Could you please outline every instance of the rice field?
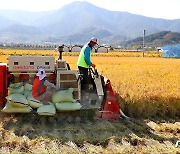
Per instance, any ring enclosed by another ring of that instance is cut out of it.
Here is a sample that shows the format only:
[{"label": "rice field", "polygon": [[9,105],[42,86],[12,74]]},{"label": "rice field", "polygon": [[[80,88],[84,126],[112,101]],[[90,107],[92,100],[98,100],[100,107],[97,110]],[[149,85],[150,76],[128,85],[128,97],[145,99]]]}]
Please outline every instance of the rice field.
[{"label": "rice field", "polygon": [[[0,62],[7,62],[8,54],[44,53],[58,58],[54,51],[0,50]],[[78,53],[63,53],[71,69],[77,69],[77,59]],[[93,54],[92,61],[133,119],[33,125],[1,114],[0,153],[179,153],[180,59],[109,52]]]},{"label": "rice field", "polygon": [[[50,50],[1,50],[1,62],[14,54],[58,53]],[[79,53],[63,53],[71,69],[77,70]],[[126,54],[126,55],[125,55]],[[130,56],[133,54],[133,56]],[[98,72],[110,79],[119,104],[131,117],[180,116],[180,59],[159,58],[160,53],[94,53]],[[125,55],[125,56],[124,56]]]}]

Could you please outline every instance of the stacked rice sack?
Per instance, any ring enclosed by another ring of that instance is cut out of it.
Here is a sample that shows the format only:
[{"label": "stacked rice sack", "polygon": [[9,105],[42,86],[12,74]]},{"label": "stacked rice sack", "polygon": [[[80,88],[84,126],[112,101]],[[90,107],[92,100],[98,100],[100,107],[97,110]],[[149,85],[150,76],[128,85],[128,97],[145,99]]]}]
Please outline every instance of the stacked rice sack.
[{"label": "stacked rice sack", "polygon": [[[6,106],[2,109],[7,113],[28,113],[32,111],[29,106],[27,97],[31,96],[32,86],[29,84],[23,85],[22,82],[10,84],[8,88],[8,96],[6,97]],[[27,97],[26,97],[27,96]]]},{"label": "stacked rice sack", "polygon": [[10,84],[6,106],[2,109],[6,113],[28,113],[33,109],[39,115],[55,115],[58,111],[79,110],[82,106],[73,98],[73,88],[56,91],[52,95],[52,102],[44,105],[41,101],[32,96],[32,85],[23,82]]},{"label": "stacked rice sack", "polygon": [[55,104],[58,111],[75,111],[82,106],[73,98],[73,88],[60,90],[52,95],[52,102]]}]

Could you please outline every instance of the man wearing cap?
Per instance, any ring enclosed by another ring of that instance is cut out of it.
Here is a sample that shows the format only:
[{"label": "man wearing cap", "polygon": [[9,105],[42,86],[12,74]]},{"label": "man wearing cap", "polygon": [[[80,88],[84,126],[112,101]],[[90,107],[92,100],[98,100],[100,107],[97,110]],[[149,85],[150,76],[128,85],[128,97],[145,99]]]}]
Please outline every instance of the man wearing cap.
[{"label": "man wearing cap", "polygon": [[90,41],[83,46],[81,49],[79,58],[78,58],[78,69],[79,72],[83,75],[83,80],[81,84],[87,83],[87,78],[88,78],[88,68],[89,67],[95,67],[95,64],[91,62],[91,54],[92,54],[92,48],[98,45],[98,40],[97,38],[91,38]]},{"label": "man wearing cap", "polygon": [[44,104],[49,104],[47,101],[51,95],[58,90],[53,83],[46,80],[46,72],[43,67],[39,67],[35,80],[32,86],[32,95],[35,99],[42,101]]}]

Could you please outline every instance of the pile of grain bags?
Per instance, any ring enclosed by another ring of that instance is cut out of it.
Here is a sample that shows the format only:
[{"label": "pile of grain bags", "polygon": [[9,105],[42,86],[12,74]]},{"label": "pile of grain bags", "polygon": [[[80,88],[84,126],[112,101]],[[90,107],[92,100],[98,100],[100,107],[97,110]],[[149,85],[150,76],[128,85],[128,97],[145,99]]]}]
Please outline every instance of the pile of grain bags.
[{"label": "pile of grain bags", "polygon": [[29,103],[24,96],[25,87],[23,83],[10,84],[8,88],[8,96],[6,97],[6,106],[2,109],[7,113],[28,113],[32,111]]},{"label": "pile of grain bags", "polygon": [[73,98],[73,88],[60,90],[52,95],[52,102],[58,111],[75,111],[82,106]]}]

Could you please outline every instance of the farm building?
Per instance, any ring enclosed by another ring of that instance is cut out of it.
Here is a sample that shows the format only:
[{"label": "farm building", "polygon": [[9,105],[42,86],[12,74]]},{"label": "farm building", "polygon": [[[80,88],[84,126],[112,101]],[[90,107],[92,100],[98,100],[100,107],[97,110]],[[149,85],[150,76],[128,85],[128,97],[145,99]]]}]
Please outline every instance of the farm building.
[{"label": "farm building", "polygon": [[180,58],[180,44],[162,47],[164,58]]}]

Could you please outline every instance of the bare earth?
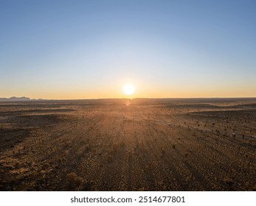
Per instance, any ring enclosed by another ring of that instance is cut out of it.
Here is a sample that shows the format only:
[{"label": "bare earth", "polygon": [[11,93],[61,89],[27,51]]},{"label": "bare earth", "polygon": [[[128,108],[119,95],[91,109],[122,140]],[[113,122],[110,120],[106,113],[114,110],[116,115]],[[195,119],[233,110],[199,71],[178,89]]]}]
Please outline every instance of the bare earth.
- - -
### [TO BE DONE]
Can you render every line of the entries above as a JSON list of strings, one string per line, with blank lines skipped? Leave the pictures out of the list.

### [EXERCISE RESULT]
[
  "Could you please outline every instance of the rice field?",
  "Per instance, any ring enclosed by another ring of that instance is cut out of it.",
  "Here is a sample that shows the format only:",
  "[{\"label\": \"rice field\", \"polygon\": [[9,105],[42,86],[12,74]]},{\"label\": \"rice field\", \"polygon\": [[[80,88],[84,126],[112,101]],[[90,107],[92,100],[98,100],[100,107],[97,110]],[[149,85],[150,76],[128,85],[128,97],[145,99]]]}]",
  "Please outline every instance of the rice field.",
  "[{\"label\": \"rice field\", \"polygon\": [[[0,62],[7,62],[8,54],[44,53],[58,58],[54,51],[0,50]],[[78,53],[63,53],[71,69],[77,69],[77,59]],[[93,54],[92,61],[133,119],[33,125],[1,114],[0,153],[179,153],[180,59],[109,52]]]},{\"label\": \"rice field\", \"polygon\": [[[50,50],[1,50],[1,62],[14,54],[58,53]],[[79,53],[63,53],[71,69],[77,70]],[[126,54],[126,55],[125,55]],[[130,56],[133,54],[133,56]],[[98,72],[110,79],[119,104],[131,117],[180,116],[180,59],[159,58],[160,53],[94,53]],[[125,55],[125,56],[124,56]]]}]",
  "Could you please outline every instance of the stacked rice sack?",
  "Per instance, any ring enclosed by another ring of that instance is cut out of it.",
  "Here is a sample that shows the format only:",
  "[{\"label\": \"stacked rice sack\", \"polygon\": [[9,105],[42,86],[12,74]]},{\"label\": \"stacked rice sack\", \"polygon\": [[[80,88],[84,126],[112,101]],[[90,107],[92,100],[98,100],[100,107],[97,110]],[[149,85],[150,76],[128,85],[128,97],[145,99]]]}]",
  "Please outline every instance of the stacked rice sack.",
  "[{\"label\": \"stacked rice sack\", \"polygon\": [[[6,106],[2,109],[7,113],[28,113],[32,111],[29,106],[27,97],[31,96],[32,86],[29,84],[23,85],[22,82],[10,84],[8,88],[8,96],[6,97]],[[27,97],[26,97],[27,96]]]},{\"label\": \"stacked rice sack\", \"polygon\": [[10,84],[6,106],[2,109],[6,113],[28,113],[33,109],[39,115],[55,115],[58,111],[79,110],[82,106],[73,98],[73,88],[56,91],[52,95],[52,102],[44,105],[41,101],[32,96],[32,85],[23,82]]},{\"label\": \"stacked rice sack\", \"polygon\": [[55,104],[58,111],[75,111],[82,106],[73,98],[73,88],[60,90],[52,95],[52,102]]}]",
  "Could you please outline every instance of the man wearing cap?",
  "Per instance, any ring enclosed by another ring of that instance is cut out of it.",
  "Here is a sample that shows the format only:",
  "[{\"label\": \"man wearing cap\", \"polygon\": [[9,105],[42,86],[12,74]]},{\"label\": \"man wearing cap\", \"polygon\": [[[80,88],[84,126],[112,101]],[[90,107],[92,100],[98,100],[100,107],[97,110]],[[149,85],[150,76],[128,85],[128,97],[145,99]]]}]",
  "Please outline every instance of the man wearing cap.",
  "[{\"label\": \"man wearing cap\", \"polygon\": [[90,41],[83,46],[81,49],[79,58],[78,58],[78,69],[79,72],[83,75],[83,80],[81,84],[87,83],[87,78],[88,78],[88,68],[89,67],[95,67],[95,64],[91,62],[91,54],[92,54],[92,48],[98,45],[98,40],[97,38],[91,38]]},{\"label\": \"man wearing cap\", \"polygon\": [[44,104],[49,104],[47,101],[51,95],[58,90],[53,83],[46,80],[46,72],[43,67],[39,67],[35,80],[32,86],[32,95],[35,99],[42,101]]}]",
  "Could you please outline every instance of the pile of grain bags?",
  "Per instance, any ring enclosed by another ring of that instance is cut out of it.",
  "Here is a sample that shows the format only:",
  "[{\"label\": \"pile of grain bags\", \"polygon\": [[9,105],[42,86],[12,74]]},{\"label\": \"pile of grain bags\", \"polygon\": [[[80,88],[84,126],[112,101]],[[90,107],[92,100],[98,100],[100,107],[97,110]],[[149,85],[150,76],[128,85],[128,97],[145,99]]]}]",
  "Please outline every instance of the pile of grain bags.",
  "[{\"label\": \"pile of grain bags\", \"polygon\": [[29,103],[24,96],[25,87],[23,83],[10,84],[8,88],[8,96],[6,97],[6,106],[2,109],[7,113],[28,113],[32,111]]},{\"label\": \"pile of grain bags\", \"polygon\": [[73,98],[73,88],[60,90],[52,95],[52,102],[58,111],[75,111],[82,106]]}]",
  "Could you please outline every instance of the farm building?",
  "Per instance, any ring enclosed by another ring of that instance is cut out of it.",
  "Here is a sample that shows the format only:",
  "[{\"label\": \"farm building\", \"polygon\": [[9,105],[42,86],[12,74]]},{\"label\": \"farm building\", \"polygon\": [[[80,88],[84,126],[112,101]],[[90,107],[92,100],[98,100],[100,107],[97,110]],[[149,85],[150,76],[128,85],[128,97],[145,99]]]}]",
  "Please outline every instance of the farm building.",
  "[{\"label\": \"farm building\", \"polygon\": [[180,58],[180,44],[162,47],[164,58]]}]",
  "Could you please outline every instance of the bare earth?",
  "Per instance, any ring enclosed by another ring of that instance is cut out of it.",
  "Here is a sample that shows the format only:",
  "[{\"label\": \"bare earth\", \"polygon\": [[11,93],[61,89],[27,51]]},{\"label\": \"bare earth\", \"polygon\": [[[128,108],[119,95],[91,109],[122,140]],[[113,122],[110,120],[106,113],[114,110],[116,115]],[[195,119],[233,110],[199,71],[178,89]]]}]",
  "Please outline every instance of the bare earth."
]